Source material:

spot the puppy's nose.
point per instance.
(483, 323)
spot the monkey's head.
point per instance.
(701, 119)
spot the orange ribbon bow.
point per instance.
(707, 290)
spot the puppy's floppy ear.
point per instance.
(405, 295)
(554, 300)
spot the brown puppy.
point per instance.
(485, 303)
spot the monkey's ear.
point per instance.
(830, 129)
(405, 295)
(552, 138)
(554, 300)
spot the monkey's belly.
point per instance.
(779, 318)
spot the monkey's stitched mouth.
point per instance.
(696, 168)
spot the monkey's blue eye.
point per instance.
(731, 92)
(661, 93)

Problem statement:
Retype every one of the items above, keeping each line character for character.

Task output:
spot the puppy's nose.
point per instance.
(483, 323)
spot the monkey's head.
point per instance.
(701, 119)
spot the orange ribbon bow.
point per instance.
(707, 290)
spot the puppy's floppy ear.
point per instance.
(405, 295)
(554, 300)
spot the brown puppy.
point per instance.
(485, 303)
spot the monkey's ear.
point per instance.
(830, 129)
(405, 295)
(552, 138)
(554, 300)
spot the monkey's belly.
point per instance.
(779, 318)
spot the monkey's stitched mouth.
point per instance.
(696, 168)
spot the monkey's blue eye.
point per instance.
(731, 92)
(661, 93)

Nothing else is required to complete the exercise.